> [SUPPLIED PASSAGE]:
■ ■ ■

In 2022, FIRST students competed in robotics and research competitions within the challenge theme of transportation. In FIRST® LEGO® League, a FIRST program with several offerings serving students ages 4-16, participants develop solutions to real global problems under the annual program theme. Teams can submit their innovative solutions for the FIRST® LEGO® League Global Innovation Award presented by Qualcomm Incorporated, in which teams are selected to attend various design thinking workshops, learn about the patent and innovation processes, and compete for top honors. From innovative solutions in waste management and animal health to space duration and water cycles, past Global Innovation Award finalists have brought their inventions to market, received patents, incorporated as businesses, and taught innovation to their home communities. Hundreds of teams from around the world submitted ideas to improve transportation, in all its forms, in 2022. 

Cary, North Carolina-based team Darth Rappers is a 2022 FIRST LEGO League Global Innovation Award Finalist for its invention, “MILE’NIUM F.A.L.C.O.N.,” an autonomous mini-freezer on a drone.

During its research, the team learned that one third of the world has yet to receive the COVID vaccine and that the inequity is most stark in low-income countries, where 85% of the population have not yet received even a single dose. Transporting COVID vaccines and other medicines is difficult in these settings due to inaccessible roads, a lack of drivers, and an unreliable cold chain. Darth Rappers solved this problem with its autonomous drone, which includes a freezer and enables last-mile vaccine delivery to hard-to-access areas.

■ ■ ■

> [TASK INSTRUCTIONS]:
a - Do these statements agree with the FIRST LEGO League passage: (i) FIRST LEGO League serves students ages 4-16; (ii) team Darth Rappers is based in Raleigh, North Carolina; (iii) in low-income countries, 85% of the population have not received even a single COVID vaccine dose? Answer yes or no for each, quoting the deciding words.
b - Write out the FIRST LEGO League passage from "Cary, North Carolina-based" up to and including "on a drone.".
Rely on the FIRST LEGO League passage alone; no outside knowledge is needed.

■ ■ ■

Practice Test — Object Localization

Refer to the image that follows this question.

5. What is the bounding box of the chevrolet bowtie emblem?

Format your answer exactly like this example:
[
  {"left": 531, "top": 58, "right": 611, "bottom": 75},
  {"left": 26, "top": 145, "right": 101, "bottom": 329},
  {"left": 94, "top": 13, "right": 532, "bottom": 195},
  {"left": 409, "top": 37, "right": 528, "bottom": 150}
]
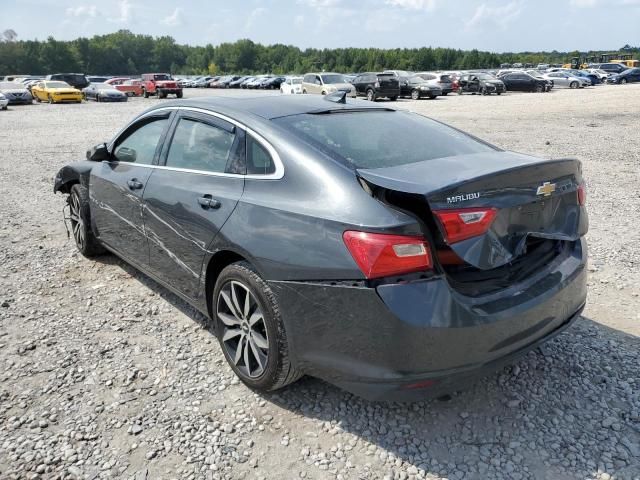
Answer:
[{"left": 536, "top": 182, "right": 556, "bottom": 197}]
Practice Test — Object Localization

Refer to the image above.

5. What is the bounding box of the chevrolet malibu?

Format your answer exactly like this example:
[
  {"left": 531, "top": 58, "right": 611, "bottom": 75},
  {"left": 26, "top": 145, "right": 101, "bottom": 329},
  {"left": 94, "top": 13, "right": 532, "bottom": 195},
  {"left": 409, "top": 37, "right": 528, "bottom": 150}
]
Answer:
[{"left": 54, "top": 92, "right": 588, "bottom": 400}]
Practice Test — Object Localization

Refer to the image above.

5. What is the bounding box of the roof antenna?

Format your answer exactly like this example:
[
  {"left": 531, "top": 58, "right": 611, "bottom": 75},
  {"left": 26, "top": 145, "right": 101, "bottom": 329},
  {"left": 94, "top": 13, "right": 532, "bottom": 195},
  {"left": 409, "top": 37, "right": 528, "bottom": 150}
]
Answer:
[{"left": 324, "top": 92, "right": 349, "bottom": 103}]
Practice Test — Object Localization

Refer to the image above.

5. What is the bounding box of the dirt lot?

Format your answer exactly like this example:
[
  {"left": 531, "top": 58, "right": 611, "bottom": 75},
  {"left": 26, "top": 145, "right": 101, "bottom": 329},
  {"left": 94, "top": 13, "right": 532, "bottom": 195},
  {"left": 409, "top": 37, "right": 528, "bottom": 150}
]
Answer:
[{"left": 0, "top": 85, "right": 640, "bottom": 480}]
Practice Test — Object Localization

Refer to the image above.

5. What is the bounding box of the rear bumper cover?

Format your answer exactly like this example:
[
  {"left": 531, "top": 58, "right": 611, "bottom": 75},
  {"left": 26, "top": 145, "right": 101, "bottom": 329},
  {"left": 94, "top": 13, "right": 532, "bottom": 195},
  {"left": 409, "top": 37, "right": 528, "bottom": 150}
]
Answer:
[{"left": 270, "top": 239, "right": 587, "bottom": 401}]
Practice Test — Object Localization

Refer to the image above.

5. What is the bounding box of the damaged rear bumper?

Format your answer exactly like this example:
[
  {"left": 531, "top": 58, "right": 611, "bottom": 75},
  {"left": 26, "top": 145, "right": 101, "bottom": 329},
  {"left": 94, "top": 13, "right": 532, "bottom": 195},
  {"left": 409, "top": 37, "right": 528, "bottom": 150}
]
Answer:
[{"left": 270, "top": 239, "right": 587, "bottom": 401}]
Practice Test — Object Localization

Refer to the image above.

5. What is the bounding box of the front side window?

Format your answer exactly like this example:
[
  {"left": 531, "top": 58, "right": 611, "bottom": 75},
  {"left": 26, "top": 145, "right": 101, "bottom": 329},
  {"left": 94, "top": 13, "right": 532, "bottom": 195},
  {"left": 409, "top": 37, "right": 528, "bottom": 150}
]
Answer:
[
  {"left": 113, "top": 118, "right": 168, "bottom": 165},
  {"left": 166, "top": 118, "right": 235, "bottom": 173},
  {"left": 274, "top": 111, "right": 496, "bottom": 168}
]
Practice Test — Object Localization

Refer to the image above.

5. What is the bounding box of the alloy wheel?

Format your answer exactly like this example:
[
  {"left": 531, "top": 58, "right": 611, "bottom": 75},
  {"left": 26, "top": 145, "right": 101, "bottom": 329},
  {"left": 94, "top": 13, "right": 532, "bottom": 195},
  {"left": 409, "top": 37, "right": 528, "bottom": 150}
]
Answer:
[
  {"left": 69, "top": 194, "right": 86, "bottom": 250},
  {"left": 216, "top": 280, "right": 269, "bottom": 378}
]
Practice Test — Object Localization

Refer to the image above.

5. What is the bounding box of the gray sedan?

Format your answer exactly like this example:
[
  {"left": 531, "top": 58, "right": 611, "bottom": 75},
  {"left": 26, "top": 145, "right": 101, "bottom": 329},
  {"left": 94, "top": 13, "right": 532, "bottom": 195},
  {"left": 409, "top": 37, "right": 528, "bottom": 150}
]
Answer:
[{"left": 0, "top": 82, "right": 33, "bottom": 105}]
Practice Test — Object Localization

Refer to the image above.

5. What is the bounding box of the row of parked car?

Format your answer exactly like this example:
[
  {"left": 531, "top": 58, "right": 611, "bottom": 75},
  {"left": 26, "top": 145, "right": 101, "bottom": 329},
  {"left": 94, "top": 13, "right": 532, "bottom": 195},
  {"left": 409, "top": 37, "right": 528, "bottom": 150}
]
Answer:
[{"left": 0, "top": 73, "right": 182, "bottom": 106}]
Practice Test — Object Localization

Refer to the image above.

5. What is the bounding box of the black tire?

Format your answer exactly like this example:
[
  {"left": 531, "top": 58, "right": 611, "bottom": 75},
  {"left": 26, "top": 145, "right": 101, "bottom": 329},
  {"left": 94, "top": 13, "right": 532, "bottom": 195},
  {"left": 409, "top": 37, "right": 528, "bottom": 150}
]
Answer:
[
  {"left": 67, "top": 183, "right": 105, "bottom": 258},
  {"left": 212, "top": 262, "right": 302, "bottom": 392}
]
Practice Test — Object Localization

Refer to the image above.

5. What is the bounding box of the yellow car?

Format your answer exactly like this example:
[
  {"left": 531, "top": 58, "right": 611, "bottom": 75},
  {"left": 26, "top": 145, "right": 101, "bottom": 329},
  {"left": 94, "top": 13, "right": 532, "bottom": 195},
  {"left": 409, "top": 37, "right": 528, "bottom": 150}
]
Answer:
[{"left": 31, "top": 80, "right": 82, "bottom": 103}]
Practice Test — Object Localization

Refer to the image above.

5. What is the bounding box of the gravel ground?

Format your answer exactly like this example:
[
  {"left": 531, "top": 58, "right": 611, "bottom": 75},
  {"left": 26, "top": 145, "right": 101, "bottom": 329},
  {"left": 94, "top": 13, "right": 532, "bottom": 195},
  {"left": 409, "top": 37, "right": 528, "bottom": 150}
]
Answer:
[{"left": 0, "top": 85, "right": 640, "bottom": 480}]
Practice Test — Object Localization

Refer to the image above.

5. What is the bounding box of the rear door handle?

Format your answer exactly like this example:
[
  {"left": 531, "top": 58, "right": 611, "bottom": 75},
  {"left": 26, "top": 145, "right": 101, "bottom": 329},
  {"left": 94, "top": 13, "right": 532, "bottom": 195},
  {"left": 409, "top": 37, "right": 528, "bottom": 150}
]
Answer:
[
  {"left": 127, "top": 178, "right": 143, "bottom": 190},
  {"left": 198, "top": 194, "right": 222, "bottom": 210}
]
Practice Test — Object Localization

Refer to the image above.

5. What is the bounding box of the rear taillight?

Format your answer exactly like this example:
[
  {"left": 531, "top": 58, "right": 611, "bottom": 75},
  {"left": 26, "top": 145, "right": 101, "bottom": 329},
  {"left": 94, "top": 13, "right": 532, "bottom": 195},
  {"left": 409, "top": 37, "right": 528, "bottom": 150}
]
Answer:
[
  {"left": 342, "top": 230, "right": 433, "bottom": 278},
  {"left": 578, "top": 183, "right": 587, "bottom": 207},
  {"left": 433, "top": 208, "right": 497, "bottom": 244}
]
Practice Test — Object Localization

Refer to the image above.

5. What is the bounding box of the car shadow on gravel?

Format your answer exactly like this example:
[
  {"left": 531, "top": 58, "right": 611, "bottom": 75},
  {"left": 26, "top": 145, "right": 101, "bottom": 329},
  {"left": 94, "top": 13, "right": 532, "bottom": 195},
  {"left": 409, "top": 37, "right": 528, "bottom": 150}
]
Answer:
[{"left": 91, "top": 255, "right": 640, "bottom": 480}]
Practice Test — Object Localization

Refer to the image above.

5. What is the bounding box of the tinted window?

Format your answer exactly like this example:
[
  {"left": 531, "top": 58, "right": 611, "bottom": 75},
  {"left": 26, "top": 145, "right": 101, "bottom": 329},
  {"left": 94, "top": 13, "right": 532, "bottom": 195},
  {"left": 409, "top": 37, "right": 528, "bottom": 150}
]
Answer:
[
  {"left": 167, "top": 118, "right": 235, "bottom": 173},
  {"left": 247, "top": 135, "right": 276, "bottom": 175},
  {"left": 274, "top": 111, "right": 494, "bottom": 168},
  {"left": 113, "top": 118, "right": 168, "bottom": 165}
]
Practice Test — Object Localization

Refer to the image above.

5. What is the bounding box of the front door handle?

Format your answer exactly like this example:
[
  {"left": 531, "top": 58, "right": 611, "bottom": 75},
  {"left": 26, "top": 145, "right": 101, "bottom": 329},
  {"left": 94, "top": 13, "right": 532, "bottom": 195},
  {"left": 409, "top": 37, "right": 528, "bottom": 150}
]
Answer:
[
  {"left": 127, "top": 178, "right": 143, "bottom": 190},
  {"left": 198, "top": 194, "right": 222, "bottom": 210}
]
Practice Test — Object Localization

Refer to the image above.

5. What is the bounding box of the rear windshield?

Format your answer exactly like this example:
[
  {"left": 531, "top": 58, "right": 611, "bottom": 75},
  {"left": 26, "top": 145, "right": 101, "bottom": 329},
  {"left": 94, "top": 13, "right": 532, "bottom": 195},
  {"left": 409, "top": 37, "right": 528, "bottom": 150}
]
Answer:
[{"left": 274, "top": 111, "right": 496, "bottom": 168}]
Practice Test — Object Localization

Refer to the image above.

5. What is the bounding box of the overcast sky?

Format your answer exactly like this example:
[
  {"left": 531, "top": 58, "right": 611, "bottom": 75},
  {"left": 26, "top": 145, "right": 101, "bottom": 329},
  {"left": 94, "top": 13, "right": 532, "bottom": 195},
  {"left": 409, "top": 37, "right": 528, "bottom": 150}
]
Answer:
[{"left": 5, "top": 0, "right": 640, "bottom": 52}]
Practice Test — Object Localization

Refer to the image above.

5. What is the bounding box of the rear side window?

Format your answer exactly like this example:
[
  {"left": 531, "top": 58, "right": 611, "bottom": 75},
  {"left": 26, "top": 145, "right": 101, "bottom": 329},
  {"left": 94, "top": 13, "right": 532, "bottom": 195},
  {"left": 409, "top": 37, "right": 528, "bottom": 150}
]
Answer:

■ ■ ■

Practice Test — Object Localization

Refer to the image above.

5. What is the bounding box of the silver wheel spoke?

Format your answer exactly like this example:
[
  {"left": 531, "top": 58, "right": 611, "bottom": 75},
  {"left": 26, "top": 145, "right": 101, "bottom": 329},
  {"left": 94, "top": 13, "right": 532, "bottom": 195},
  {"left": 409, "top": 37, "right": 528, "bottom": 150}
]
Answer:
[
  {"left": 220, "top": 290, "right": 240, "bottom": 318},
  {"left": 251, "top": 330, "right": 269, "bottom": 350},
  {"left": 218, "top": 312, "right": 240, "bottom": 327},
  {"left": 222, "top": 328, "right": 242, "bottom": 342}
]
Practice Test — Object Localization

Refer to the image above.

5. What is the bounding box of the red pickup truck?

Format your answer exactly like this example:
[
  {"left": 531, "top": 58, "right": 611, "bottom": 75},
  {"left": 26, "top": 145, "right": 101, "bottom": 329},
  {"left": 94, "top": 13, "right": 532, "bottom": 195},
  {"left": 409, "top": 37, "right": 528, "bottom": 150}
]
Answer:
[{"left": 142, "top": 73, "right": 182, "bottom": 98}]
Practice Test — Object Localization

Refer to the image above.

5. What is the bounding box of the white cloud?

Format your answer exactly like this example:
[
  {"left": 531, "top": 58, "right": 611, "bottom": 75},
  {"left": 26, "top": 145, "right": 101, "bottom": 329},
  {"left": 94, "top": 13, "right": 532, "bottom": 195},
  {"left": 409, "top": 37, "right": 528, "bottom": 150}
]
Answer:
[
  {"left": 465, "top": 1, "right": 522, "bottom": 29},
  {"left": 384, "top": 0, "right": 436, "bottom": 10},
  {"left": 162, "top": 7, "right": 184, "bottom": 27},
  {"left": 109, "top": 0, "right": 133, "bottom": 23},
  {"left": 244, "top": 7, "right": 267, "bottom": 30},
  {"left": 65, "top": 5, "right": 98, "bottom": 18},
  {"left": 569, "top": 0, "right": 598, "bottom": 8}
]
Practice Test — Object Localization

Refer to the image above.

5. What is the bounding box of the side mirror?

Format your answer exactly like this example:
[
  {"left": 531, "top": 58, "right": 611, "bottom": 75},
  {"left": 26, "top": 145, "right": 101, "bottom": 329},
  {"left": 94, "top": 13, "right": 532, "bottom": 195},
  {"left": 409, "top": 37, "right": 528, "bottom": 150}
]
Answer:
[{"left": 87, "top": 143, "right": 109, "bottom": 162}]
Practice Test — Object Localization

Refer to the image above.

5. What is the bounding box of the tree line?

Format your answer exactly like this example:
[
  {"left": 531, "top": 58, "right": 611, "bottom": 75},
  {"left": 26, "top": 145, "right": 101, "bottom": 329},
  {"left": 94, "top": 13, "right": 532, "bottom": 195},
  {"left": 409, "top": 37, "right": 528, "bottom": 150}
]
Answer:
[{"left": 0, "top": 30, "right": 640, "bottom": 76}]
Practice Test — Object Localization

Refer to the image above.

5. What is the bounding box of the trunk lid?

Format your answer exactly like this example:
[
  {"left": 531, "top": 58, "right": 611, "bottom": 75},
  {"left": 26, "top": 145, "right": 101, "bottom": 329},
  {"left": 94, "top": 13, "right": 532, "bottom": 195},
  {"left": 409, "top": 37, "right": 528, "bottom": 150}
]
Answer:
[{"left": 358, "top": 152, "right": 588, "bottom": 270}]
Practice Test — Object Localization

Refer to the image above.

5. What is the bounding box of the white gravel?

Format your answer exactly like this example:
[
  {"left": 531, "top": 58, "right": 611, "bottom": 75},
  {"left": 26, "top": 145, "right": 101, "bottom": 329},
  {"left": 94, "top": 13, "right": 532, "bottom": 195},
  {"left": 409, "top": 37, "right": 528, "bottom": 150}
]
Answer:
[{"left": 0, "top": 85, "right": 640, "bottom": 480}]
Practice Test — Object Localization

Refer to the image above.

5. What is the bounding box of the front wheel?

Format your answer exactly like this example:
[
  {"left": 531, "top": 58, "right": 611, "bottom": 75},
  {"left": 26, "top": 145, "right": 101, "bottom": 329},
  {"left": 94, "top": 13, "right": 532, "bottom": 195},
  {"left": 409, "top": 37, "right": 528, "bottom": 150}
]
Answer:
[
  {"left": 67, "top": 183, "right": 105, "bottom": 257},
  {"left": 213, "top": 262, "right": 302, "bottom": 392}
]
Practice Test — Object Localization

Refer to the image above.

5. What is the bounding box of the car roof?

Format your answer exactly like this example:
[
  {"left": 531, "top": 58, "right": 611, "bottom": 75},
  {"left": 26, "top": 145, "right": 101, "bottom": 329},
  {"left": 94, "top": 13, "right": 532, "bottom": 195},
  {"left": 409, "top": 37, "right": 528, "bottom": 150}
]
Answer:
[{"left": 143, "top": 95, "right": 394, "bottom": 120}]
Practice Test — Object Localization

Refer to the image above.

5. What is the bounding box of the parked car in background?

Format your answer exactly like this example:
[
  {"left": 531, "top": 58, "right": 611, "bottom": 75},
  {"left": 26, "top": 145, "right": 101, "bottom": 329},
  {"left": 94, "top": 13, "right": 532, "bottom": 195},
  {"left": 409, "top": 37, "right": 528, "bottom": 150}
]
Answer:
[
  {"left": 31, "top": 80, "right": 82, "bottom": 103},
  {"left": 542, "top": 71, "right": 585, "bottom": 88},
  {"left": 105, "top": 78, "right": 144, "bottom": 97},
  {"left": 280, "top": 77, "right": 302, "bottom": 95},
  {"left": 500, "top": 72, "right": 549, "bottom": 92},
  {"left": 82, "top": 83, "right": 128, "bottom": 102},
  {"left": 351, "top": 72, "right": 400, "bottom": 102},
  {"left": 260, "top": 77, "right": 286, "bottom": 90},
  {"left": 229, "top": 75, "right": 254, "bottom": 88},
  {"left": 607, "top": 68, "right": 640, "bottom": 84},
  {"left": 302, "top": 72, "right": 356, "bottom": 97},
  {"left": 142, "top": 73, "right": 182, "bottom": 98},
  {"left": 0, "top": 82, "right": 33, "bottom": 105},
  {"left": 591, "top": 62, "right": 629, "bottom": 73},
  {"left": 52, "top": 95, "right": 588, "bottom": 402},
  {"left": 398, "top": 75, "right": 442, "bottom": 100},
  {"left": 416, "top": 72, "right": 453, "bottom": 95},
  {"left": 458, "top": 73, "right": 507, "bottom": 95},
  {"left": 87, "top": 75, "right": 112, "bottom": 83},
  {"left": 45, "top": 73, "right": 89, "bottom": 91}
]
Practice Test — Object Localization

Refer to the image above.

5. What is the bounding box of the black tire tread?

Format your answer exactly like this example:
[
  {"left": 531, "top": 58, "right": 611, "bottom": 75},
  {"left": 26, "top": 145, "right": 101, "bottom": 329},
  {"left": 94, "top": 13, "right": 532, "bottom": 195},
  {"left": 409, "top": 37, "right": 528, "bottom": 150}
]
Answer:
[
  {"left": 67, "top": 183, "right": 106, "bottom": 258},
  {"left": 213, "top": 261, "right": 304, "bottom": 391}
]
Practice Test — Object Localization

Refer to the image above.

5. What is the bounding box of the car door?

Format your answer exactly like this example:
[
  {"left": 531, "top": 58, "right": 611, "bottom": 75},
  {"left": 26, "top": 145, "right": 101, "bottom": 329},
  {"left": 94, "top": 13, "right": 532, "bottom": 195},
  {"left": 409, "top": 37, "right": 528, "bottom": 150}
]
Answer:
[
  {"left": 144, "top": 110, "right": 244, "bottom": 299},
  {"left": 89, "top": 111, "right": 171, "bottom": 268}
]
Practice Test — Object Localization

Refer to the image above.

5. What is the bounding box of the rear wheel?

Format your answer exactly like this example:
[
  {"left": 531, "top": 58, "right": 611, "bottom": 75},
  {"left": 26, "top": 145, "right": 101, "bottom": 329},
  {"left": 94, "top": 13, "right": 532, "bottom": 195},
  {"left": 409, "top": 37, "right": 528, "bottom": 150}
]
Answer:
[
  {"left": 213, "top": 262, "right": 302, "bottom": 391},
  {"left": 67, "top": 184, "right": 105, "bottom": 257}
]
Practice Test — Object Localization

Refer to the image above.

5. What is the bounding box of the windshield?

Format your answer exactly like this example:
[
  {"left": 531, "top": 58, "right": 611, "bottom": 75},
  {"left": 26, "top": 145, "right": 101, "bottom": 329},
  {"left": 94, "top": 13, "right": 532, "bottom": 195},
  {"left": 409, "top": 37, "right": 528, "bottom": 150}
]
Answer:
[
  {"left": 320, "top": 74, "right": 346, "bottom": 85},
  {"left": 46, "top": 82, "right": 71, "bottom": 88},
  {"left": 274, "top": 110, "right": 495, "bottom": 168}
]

■ ■ ■

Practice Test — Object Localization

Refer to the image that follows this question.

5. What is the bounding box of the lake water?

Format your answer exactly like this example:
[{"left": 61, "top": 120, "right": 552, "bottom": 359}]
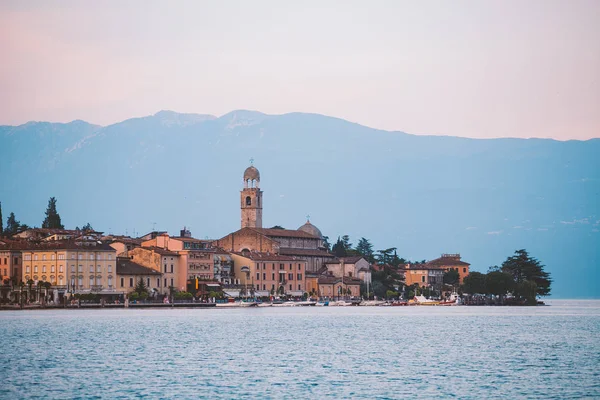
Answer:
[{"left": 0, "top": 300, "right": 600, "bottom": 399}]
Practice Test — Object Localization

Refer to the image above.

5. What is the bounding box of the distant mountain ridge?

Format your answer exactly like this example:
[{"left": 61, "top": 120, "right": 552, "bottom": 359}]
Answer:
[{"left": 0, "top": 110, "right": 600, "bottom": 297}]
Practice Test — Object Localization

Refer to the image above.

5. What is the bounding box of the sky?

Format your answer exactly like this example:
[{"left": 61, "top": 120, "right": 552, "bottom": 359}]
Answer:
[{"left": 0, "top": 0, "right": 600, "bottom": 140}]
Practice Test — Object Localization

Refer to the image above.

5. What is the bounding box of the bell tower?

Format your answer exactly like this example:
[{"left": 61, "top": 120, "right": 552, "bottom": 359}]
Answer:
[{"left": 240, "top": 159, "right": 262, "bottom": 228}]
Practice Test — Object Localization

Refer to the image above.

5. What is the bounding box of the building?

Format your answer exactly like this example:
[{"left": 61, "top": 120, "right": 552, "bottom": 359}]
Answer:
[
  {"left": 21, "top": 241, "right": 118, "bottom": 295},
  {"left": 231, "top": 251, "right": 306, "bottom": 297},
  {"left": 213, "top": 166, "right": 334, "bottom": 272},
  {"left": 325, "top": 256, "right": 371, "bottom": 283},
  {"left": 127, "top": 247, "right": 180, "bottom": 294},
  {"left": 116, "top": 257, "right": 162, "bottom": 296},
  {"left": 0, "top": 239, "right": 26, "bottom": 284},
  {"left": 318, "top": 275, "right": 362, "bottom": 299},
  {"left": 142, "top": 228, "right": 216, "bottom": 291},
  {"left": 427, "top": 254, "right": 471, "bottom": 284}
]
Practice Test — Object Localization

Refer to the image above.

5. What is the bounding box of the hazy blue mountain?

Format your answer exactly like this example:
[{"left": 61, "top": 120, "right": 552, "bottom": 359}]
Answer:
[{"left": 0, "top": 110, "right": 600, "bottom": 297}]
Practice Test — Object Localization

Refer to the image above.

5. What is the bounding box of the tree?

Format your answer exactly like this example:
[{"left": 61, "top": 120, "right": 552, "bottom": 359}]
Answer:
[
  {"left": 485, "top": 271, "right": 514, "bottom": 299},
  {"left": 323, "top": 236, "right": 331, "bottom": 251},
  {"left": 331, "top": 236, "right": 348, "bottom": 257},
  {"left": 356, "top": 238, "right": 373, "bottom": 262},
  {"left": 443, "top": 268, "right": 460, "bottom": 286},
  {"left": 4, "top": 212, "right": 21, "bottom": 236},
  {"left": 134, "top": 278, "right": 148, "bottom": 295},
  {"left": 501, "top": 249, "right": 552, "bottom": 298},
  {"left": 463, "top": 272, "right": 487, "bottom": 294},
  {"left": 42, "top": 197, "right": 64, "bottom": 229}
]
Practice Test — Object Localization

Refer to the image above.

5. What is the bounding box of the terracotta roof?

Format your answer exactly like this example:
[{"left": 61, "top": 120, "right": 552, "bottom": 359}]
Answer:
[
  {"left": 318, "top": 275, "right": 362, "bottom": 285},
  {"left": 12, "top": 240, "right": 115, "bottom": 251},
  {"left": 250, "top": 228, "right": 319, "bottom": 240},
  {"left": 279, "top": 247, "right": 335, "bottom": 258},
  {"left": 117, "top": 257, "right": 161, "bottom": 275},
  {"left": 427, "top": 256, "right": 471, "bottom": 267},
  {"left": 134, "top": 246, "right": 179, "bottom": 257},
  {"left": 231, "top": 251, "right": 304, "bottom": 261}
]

■ ■ ■

> [SOLVED TASKS]:
a -
(i) Yes: "serving students ages 4-16"
(ii) No: "Cary, North Carolina-based team Darth Rappers"
(iii) Yes: "where 85% of the population have not yet received even a single dose"

b -
Cary, North Carolina-based team Darth Rappers is a 2022 FIRST LEGO League Global Innovation Award Finalist for its invention, “MILE’NIUM F.A.L.C.O.N.,” an autonomous mini-freezer on a drone.